> Extracted records:
**********
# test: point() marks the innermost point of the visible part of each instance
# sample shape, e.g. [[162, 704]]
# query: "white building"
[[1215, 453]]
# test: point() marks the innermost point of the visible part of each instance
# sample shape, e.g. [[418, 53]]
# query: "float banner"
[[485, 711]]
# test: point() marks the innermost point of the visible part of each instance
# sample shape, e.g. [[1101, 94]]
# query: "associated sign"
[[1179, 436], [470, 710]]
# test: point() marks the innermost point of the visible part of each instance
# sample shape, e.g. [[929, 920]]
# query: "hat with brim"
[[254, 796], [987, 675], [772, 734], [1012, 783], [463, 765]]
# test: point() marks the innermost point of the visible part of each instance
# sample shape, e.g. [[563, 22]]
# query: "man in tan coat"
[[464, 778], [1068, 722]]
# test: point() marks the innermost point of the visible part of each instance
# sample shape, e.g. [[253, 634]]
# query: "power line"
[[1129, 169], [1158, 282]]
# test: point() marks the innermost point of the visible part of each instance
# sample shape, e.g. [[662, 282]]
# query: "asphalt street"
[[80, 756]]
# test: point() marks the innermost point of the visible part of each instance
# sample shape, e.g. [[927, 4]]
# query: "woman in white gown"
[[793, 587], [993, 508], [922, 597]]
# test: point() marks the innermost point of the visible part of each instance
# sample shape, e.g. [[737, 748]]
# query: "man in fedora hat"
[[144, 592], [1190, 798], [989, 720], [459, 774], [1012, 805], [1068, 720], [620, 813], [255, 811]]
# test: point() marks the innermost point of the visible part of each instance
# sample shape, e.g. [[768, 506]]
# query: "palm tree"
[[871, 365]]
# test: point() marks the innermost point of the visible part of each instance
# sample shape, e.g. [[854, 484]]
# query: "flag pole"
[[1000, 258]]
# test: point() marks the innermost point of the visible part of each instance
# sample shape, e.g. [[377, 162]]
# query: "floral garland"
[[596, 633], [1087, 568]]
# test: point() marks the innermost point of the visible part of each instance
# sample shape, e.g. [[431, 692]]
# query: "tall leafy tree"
**********
> Task prompt:
Can you give every line of the listing above as a Markdown table with the columns "Row" and "Line", numbering the rows and leaving out blank lines?

> Result of this exercise:
| Row | Line |
|---|---|
| 1 | # test: point() marks the innermost point of the visible part of each instance |
| 2 | # sample shape, e.g. [[162, 704]] |
| 3 | # query: "white building" |
| 4 | [[1215, 453]] |
| 5 | # test: point() marks the innermost point of the visible part of each instance |
| 6 | # sample shape, e.g. [[418, 53]] |
| 7 | # query: "float banner" |
| 8 | [[485, 711]] |
| 9 | # test: point() marks the innermost point of the visible part of each instance |
| 10 | # sample shape, e.g. [[1101, 94]] |
| 11 | # query: "associated sign" |
| 12 | [[1179, 436], [470, 710]] |
| 13 | # test: point() marks the innermost point of the visible part of each instance |
| 14 | # sample shape, e.g. [[929, 920]] |
| 15 | # query: "hat with brim" |
| 16 | [[254, 796], [987, 675], [772, 734], [1012, 783], [463, 765]] |
| 17 | # test: point() marks the innermost point of the visible part of each instance |
| 18 | # sample shape, e.g. [[563, 22]] |
| 19 | # query: "man in tan coat" |
| 20 | [[464, 778], [1068, 722]] |
| 21 | # test: point() marks the innermost point of the visible part of each instance |
| 22 | # sample shape, e.g. [[253, 634]] |
| 23 | # query: "power line" |
| 24 | [[1129, 169], [1158, 282]] |
| 25 | # test: point() marks the innermost point of the visible part of each instance |
| 26 | # sample shape, e.g. [[662, 282]] |
| 27 | # query: "asphalt street" |
| 28 | [[80, 756]] |
| 29 | # test: point() marks the innermost point of the visible part of each instance |
| 30 | # sample shape, e.g. [[927, 4]] |
| 31 | # query: "woman in white gown" |
| 32 | [[793, 587], [993, 508], [922, 597]] |
| 33 | # test: point() marks the innermost point of the visible part of each instance |
| 34 | # sample shape, e.g. [[737, 748]] |
| 35 | # query: "man in fedora hat" |
| 36 | [[144, 592], [1190, 798], [989, 720], [459, 774], [1012, 805], [1068, 720], [620, 813], [255, 811]] |
| 37 | # test: point() marks the innermost point of the visible part of each instance |
| 38 | # sample shape, e.g. [[768, 506]] |
| 39 | # query: "palm tree" |
| 40 | [[871, 365]] |
| 41 | # test: point() marks the innermost point of the visible part of each instance |
| 42 | # sample shape, e.g. [[854, 484]] |
| 43 | # query: "flag pole" |
| 44 | [[1000, 258]] |
| 45 | # test: point() marks the innermost point of the visible part of each instance |
| 46 | # sample shape, e.g. [[377, 162]] |
| 47 | # query: "floral garland" |
| 48 | [[596, 633], [1087, 568]] |
| 49 | # test: point() marks the innermost point of the visible part of each instance |
| 50 | # sample shape, e.g. [[431, 692]] |
| 51 | # query: "tall leafy tree" |